━━━━━ Source

More importantly, Obama and his administration were less than enthusiastic about the outbreak of democracy in the Middle East. We don’t know what deals are being cut right now between Obama and Mubarak, but it appears that, now they see which way the tide is flowing, the US government wants to ease Mubarak out (preferably in favour of his former intelligence chief, Vice President Omar Suleiman. The Americans know him well from his cooperation with CIA’s ‘extraordinary rendition’ torture program).Their initial response was very different, however; Vice-President Joe Biden said “Mubarak has been an ally of ours in a number of things… I would not refer to him as a dictator.” Hillary Clinton also saw stability as more important than democracy; she made the curious statement that the US had backed democracy in Egypt for over thirty years (the same thirty years that Mubarak has been in power), and has talked only of an ‘orderly transition’ in power. As for vacillator-in-chief Barack Obama, while he has begun gently suggesting Mubarak should go, he has done his best not to put any real pressure on him (such as threatening to cut off the 1 billion-per-year military aid he receives from the US). Maybe he is keeping quiet for fear of drawing too much attention to his and previous US presidents’ friendship with the Egyptian dictator? Type ‘Obama Mubarak’ into a Google images search and you will get over 85 million results.

━━━━━━━━━━
━━━━━ Records shown

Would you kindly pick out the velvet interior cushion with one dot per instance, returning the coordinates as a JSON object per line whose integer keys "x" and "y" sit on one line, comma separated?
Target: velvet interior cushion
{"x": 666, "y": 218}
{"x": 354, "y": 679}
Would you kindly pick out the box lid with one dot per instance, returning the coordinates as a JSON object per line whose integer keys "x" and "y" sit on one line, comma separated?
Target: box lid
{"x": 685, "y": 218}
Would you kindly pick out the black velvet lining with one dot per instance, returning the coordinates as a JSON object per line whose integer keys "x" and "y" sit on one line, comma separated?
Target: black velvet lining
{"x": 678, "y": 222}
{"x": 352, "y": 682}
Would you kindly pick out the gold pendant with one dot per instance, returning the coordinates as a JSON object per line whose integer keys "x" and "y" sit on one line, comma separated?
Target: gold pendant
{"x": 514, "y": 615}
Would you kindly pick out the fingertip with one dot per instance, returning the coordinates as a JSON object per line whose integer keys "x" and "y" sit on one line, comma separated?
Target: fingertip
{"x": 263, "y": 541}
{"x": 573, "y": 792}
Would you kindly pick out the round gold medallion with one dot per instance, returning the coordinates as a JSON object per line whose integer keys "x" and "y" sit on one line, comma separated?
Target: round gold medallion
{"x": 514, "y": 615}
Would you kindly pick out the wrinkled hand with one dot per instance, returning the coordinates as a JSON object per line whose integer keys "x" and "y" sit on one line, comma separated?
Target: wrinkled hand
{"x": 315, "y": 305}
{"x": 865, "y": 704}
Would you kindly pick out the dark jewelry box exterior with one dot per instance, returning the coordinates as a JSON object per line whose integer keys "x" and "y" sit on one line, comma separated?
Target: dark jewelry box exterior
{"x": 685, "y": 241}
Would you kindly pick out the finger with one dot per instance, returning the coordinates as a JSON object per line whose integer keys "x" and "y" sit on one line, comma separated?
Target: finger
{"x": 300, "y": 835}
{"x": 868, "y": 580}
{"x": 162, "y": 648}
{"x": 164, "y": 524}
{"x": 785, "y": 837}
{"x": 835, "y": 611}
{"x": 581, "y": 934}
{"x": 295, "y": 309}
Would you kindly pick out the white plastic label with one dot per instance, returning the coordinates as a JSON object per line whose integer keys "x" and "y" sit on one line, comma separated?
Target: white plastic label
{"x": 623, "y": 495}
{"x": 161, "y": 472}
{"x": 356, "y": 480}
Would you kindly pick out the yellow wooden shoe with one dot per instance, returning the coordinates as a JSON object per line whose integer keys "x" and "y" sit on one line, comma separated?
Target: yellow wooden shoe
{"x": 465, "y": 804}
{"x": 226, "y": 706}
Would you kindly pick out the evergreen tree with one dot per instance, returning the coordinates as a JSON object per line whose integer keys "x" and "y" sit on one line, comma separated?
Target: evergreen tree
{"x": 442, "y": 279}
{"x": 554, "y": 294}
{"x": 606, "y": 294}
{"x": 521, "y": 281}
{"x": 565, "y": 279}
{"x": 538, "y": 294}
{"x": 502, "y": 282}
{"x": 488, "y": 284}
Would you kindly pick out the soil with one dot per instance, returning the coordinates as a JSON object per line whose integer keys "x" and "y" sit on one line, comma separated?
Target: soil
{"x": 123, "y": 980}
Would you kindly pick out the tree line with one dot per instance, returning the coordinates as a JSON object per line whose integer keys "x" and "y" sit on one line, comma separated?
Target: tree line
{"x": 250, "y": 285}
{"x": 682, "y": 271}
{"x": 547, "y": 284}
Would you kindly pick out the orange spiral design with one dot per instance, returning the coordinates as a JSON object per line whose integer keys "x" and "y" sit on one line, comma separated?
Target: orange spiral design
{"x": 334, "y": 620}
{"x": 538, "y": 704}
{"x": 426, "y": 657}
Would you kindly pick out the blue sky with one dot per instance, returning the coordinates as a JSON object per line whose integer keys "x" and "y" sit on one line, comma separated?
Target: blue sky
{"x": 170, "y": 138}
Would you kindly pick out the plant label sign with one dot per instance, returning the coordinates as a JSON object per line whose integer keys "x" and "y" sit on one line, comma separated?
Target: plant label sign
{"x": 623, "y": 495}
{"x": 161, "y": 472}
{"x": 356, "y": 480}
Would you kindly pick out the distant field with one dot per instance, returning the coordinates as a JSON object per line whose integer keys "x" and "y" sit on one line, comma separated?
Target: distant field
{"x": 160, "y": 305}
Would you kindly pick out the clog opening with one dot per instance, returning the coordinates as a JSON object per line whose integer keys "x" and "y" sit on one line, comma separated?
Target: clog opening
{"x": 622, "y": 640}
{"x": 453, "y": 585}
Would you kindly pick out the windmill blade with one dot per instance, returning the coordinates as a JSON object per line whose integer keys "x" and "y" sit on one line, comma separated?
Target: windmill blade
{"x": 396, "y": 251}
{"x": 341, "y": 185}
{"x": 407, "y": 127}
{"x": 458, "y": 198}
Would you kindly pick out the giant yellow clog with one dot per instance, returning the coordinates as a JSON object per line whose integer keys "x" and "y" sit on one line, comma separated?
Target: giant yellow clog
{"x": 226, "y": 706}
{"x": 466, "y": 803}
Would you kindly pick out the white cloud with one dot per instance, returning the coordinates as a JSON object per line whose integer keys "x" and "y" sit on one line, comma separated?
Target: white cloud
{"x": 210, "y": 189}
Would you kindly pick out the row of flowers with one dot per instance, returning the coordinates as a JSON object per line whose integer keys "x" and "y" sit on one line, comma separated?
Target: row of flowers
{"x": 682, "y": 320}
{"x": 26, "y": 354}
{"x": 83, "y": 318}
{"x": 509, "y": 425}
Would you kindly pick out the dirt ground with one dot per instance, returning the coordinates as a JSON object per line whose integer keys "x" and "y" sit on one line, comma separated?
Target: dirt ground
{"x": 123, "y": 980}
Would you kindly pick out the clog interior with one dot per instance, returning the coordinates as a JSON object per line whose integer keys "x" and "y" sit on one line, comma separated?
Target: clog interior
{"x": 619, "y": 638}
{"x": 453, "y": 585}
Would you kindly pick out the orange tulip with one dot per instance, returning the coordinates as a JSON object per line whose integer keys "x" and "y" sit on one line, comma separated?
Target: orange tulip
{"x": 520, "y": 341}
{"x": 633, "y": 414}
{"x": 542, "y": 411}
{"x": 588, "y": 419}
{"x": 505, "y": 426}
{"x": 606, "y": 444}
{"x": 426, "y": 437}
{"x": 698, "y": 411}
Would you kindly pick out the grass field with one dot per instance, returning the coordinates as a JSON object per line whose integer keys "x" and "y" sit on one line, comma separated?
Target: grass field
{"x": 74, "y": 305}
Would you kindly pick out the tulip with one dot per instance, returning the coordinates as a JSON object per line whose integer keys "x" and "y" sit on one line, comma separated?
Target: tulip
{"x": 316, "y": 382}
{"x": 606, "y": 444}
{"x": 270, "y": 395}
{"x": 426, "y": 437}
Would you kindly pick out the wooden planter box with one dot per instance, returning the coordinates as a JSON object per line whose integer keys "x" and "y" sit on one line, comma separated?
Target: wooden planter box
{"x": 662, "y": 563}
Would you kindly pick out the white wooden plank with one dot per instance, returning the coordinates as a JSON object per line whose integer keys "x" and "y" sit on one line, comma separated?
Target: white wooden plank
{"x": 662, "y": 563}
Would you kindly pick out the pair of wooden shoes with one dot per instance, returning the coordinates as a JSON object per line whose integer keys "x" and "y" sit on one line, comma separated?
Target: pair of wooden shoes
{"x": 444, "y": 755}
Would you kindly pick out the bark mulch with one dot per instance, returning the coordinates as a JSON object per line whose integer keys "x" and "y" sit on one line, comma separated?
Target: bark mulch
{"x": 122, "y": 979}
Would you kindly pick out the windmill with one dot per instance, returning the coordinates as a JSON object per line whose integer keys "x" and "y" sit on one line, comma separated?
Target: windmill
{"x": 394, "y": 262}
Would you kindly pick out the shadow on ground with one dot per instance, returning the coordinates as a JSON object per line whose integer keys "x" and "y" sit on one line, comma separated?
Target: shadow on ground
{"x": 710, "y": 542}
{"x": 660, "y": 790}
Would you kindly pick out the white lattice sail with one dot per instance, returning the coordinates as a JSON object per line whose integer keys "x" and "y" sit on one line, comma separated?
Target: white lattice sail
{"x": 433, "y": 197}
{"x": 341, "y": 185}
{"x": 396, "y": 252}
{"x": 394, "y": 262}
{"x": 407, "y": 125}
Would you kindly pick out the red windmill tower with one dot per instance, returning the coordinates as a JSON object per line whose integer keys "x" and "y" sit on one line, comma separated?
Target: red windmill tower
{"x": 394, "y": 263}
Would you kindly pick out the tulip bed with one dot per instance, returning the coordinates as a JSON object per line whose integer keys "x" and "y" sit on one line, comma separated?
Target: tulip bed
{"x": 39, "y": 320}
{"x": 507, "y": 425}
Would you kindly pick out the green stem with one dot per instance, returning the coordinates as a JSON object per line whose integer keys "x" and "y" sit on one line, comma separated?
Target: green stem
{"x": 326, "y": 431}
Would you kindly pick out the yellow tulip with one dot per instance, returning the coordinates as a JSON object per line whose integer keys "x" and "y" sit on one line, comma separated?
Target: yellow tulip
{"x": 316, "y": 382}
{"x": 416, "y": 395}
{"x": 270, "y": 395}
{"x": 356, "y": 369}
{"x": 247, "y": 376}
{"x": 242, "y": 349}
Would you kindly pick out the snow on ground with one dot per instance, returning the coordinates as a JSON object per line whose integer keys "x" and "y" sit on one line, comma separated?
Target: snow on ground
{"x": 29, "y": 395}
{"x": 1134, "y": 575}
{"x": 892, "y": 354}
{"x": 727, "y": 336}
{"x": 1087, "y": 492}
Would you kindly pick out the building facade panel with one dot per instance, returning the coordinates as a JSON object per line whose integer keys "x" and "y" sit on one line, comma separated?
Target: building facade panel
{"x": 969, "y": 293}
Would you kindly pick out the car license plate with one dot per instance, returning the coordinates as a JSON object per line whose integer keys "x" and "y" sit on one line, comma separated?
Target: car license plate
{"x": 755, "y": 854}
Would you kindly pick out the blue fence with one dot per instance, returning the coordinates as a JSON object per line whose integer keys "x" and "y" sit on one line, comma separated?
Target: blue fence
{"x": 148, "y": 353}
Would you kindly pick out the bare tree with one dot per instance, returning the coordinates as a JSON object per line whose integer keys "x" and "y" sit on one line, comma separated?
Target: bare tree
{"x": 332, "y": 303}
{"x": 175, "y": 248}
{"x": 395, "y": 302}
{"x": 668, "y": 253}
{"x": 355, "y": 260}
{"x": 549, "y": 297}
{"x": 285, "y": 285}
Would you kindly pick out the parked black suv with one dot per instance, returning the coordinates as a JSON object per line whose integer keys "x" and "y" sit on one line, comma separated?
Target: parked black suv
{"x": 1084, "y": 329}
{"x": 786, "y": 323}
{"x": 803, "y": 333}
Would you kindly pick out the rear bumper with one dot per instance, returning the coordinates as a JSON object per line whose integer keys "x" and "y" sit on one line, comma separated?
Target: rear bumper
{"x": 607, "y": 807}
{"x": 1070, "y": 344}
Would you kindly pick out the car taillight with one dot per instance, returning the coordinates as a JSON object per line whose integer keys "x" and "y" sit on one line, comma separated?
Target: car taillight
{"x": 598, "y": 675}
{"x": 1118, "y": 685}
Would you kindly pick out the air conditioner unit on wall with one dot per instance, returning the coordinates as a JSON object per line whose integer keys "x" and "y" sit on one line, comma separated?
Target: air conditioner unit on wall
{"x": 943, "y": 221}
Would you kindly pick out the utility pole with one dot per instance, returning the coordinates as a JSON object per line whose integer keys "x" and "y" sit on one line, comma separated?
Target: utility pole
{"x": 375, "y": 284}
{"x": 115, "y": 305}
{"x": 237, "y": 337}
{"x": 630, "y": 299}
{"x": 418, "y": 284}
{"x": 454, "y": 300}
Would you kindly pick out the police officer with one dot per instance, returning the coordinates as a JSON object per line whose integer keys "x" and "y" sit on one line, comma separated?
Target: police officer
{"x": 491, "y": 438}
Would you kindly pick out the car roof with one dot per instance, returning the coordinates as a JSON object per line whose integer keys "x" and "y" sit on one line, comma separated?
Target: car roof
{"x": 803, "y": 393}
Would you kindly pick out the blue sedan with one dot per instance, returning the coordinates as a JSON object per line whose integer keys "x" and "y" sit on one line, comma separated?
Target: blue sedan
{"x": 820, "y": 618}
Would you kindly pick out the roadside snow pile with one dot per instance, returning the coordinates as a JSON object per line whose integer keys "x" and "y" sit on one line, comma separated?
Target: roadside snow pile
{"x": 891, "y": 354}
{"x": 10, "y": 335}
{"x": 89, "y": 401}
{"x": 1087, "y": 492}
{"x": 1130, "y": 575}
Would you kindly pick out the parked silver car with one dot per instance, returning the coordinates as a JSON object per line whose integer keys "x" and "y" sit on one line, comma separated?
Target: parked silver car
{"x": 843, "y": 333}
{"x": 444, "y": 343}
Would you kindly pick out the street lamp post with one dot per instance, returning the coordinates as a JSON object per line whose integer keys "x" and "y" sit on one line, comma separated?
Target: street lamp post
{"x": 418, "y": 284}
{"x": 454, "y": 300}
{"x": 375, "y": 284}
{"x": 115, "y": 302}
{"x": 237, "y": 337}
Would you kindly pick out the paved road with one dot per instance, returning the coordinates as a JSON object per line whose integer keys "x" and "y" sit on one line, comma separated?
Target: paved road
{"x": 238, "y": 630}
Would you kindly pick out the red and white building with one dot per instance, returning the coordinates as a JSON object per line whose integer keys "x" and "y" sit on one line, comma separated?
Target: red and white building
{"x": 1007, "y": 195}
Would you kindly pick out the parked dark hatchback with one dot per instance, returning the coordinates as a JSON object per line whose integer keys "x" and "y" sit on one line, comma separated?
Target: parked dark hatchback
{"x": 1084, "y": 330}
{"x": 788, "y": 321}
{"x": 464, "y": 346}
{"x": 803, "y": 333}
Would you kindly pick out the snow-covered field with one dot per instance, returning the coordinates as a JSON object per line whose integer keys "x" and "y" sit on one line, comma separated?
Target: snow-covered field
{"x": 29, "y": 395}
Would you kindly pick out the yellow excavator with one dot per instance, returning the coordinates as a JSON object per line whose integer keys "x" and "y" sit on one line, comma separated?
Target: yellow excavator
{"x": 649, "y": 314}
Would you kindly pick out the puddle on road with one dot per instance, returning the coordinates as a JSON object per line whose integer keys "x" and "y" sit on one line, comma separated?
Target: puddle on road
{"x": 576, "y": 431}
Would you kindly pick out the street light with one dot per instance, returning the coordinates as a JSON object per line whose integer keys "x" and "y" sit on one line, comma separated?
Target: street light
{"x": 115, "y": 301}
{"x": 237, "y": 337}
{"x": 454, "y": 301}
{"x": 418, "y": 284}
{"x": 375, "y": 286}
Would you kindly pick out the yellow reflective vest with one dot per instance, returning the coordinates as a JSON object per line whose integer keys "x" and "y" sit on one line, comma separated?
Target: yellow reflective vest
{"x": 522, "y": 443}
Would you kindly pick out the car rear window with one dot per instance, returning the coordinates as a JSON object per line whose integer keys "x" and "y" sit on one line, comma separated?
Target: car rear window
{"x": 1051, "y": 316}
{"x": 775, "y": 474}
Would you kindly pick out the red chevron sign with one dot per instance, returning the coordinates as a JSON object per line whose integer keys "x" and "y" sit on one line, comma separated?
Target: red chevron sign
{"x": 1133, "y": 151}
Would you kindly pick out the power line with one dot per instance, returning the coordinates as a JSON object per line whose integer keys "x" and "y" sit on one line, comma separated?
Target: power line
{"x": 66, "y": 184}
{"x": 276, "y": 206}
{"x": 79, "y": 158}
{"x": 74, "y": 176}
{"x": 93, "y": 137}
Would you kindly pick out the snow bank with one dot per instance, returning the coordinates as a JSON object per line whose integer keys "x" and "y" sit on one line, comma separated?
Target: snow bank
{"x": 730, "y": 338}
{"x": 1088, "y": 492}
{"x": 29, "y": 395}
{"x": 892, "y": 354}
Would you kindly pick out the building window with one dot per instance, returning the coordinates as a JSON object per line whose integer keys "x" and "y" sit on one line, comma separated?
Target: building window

━━━━━━━━━━

▸ What to do:
**1)** Using the commentary on Obama and Mubarak, explain in one to three sentences why the Americans know Omar Suleiman well.
**2)** Extend the commentary on Obama and Mubarak, starting after its final sentence.

▸ Exercise responses:
**1)** The Americans know Suleiman well because of his cooperation with the CIA's "extraordinary rendition" torture program.

**2)**
Finally, one important fact has been missed by nearly all the US media; the upheavals in the Arab world are as much about bread as they are about democracy. When Hillary Clinton talked of the people of the Middle East wanting ‘economic freedom’, she forgot that it has been economic ‘freedom’ in the form of neo-liberal policies that sparked the rebellion in Tunisia, which began with the suicide of an unemployed man. This is the same economic philosophy that has been destroying the livelihoods of American workers for the last thirty years. Compare Egypt with the USA; one is a sham democracy dominated by a corrupt wealthy elite, with growing poverty, inequality and social divisions. The other has pyramids.